Гости княгини Д. рассуждают о том, можно ли объяснить смертельное пари только жестокостью древнего мира, или же подобные добровольцы существуют и в наши дни. Как это выяснить? Клеопатра имела «всевозможные способы заставить должников своих расплатиться» – пытки, тайную полицию, шпионов, – но в девятнадцатом веке в нашем распоряжении есть только слово чести, которое дает человек, обещая застрелиться на следующий день. Более того, возражает один скептик, «он на другой день уедет в чужие края, а она останется в дурах». Да, отвечают ему, он и в самом деле может бежать, если хочет «остаться навек бесчестным в глазах той, которую любит». Кржижановский подхватывает эту реплику (отодвигая в сторону пытки и шпионов) и сосредоточивается на «беглом должнике», который уехал «в чужие края», оставив свою даму «в дурах». В соответствии с правилами его нового жанра беглец тоже поступает как дурак. Сексуальное влечение, увядающая красота и личное достоинство – легкие мишени для насмешки, но в пьесе сатирическому осмеянию подвергаются не все ценности. В конце «Того третьего» тема бессмертия поэзии вновь, как это всегда было у Пушкина, становится всеохватной и вечно серьезной.
По мере того как тема Клеопатры в пьесе становится все более избитой, вульгарной, балаганной, все большую выразительность приобретают темы гнета власти и сложности выживания в литературе. Этот сдвиг происходит во время второй «войны», гораздо больше напоминающей сражение: тиранические империи разрастаются на руинах гражданских войн, подталкивая к выводу о том, что любые соотношения сил условны. Здесь, как и ранее в «Писаной торбе», Кржижановский изображает и печальные, и смешные стороны мировой державы – римской, британской, русской, итальяно-фашистской – как почвы для выращивания дураков. В том числе круглых дураков, которые управляют этими империями, и запуганных дураков, которым в конце концов удается перехитрить круглых. В этом отношении с ним не мог сравниться даже горячо любимый им Шоу. (Напомним, что Шоу высмеивал очень многое в истории человечества, но последовательно восхищался сильными личностями, такими как Цезарь, Наполеон, Муссолини и Сталин.) Ближе, чем интеллектуальная, добродушная насмешка Шоу, Египту Кржижановского протеистичный гений Чарли Чаплина в «Великом диктаторе» – или, возможно, комически ущербная пограничная стража в сцене в корчме из «Бориса Годунова». (В «Том третьем» содержится множество аллюзий к приключениям пушкинского Самозванца, особенно когда Третий, переодевшись, неуклюже пытается покинуть Египет.) Однако пародия в «Том третьем» также должна вмещать историю и в конечном счете базироваться на реальности. Судя по финальным сценам, гражданская война в Риме (между Марком Антонием и Октавианом, которому вскоре предстояло стать Цезарем Августом) превратилась в войну против собственного народа, ведущуюся некомпетентной и коррумпированной секретной службой, войну, в которой один тиран вытесняет другого. Деспотичный победитель, приходящий к власти в результате переворота, прощает своего главу полиции, требует представить ему список предателей и демонстрирует, как с помощью простой уловки можно превратить их в друзей. Для Москвы 1937 года такой сценарий был слишком актуален.

- _Вопросы для изучения_
**1.** Согласно тексту о пьесе «Тот третий», почему в девятнадцатом веке нельзя, как при Клеопатре, добиться от участника смертельного пари исполнения обещания? Ответьте в одном–трех предложениях.
**2.** Продолжите текст о пьесе «Тот третий» после его последнего предложения.
Приводимый далее материал существует отдельно от текста о пьесе «Тот третий».

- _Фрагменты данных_
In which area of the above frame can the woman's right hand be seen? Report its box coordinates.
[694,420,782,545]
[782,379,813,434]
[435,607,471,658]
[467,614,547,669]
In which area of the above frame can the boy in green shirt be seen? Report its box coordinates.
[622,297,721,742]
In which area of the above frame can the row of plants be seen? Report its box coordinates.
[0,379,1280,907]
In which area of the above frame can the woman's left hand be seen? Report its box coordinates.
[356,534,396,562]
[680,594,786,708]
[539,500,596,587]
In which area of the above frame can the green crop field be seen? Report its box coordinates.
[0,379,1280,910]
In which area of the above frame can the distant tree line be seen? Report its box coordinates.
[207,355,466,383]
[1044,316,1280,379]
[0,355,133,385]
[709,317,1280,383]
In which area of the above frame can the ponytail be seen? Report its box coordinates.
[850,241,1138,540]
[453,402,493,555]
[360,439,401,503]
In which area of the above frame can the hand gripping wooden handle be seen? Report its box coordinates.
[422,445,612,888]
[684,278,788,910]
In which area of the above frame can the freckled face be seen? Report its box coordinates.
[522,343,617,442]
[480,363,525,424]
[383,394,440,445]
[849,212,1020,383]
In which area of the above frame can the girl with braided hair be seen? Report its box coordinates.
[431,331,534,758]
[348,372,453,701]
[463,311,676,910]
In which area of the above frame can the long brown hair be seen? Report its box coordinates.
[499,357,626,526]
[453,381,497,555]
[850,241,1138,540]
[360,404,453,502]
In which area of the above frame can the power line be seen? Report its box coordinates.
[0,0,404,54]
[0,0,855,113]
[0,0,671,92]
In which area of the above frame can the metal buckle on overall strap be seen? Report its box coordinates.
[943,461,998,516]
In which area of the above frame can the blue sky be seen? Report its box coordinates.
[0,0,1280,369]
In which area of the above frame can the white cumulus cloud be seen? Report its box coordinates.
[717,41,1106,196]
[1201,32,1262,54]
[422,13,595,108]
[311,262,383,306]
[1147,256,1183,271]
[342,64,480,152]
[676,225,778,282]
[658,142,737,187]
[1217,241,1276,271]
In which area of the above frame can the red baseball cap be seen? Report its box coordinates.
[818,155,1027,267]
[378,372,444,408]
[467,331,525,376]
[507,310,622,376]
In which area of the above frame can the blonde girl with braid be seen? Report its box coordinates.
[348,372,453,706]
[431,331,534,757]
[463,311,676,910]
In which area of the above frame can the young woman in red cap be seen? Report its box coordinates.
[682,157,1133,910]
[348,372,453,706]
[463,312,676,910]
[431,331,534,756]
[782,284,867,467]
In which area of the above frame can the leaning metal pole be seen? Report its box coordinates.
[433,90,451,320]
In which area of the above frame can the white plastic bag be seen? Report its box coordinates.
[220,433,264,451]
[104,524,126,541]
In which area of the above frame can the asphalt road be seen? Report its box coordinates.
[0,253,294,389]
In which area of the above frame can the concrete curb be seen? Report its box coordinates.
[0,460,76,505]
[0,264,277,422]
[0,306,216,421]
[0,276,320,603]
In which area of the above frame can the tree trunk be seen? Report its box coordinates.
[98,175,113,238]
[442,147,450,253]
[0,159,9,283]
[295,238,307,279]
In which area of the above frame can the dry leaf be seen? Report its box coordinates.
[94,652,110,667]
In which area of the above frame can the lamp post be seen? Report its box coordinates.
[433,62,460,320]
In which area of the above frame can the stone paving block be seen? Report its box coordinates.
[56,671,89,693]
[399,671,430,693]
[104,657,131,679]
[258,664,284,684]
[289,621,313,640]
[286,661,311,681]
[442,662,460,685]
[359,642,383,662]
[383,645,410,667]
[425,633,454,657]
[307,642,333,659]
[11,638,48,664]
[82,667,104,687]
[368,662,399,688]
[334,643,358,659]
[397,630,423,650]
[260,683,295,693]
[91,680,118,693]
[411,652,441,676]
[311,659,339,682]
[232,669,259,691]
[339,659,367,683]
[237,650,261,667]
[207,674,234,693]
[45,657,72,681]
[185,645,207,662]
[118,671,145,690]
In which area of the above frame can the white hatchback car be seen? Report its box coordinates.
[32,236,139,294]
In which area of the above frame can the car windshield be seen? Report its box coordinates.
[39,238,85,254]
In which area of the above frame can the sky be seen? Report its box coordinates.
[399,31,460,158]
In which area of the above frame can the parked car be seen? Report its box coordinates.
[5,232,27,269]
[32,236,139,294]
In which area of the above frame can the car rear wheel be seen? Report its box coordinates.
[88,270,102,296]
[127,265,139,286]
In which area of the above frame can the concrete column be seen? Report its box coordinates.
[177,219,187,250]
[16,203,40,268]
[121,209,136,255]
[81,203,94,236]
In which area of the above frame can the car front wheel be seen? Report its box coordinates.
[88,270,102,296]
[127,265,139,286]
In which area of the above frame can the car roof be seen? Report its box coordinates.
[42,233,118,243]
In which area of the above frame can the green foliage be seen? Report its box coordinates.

- _Ответы по порядку_
**1.** У Клеопатры были «всевозможные способы заставить должников своих расплатиться»: пытки, тайная полиция, шпионы. В девятнадцатом веке остается лишь слово чести человека, обещающего застрелиться на следующий день, а он, по замечанию скептика, может на другой день уехать в чужие края.

**2.**
Убийство Юлия Цезаря в 44 году до нашей эры и медленное сосредоточение власти в руках усыновленного им наследника, Октавиана, предполагает четкие параллели со сталинскими 1930-ми. Когда Юлий Цезарь назначил наследника, Рим все еще был республикой. В 14 году нашей эры, когда Цезарь Август умер, Рим был империей. Pax Romana закрепил контуры известного мира, а Сенат провозгласил Августа богом. Казалось, что становление римского миропорядка предопределено. В богатом литературном наследии эпохи символизма, подпитывавшемся мифом «Москва – Третий Рим», триумф построения древнего государства оценивался по-разному[403]. В это десятилетие еще только создавался величайший из текстов, проводящих параллель между Римом и Москвой, – «Мастер и Маргарита» Булгакова, замечательный своим духовным значением и сосредоточенностью на историческом Иисусе. Русские поэты трактовали в основном те сюжеты из римской истории, которые касались вечных тем имперской власти и злоупотреблений ею: тиран Нерон, мятежный римский сенатор Катилина или какой-нибудь капризный деспот вроде Клеопатры (пусть и в карикатурном обличье) в «Том третьем». Мог ли драматург сталинской эпохи обратиться к такому сюжету, не подвергая себя опасности?
В 1937 году Кржижановский, скорее всего, сказал бы то, что Таиров говорил о своем спектакле «Египетские ночи», поставленном в 1934 году: здесь под древними римлянами подразумеваются современные фашисты Муссолини.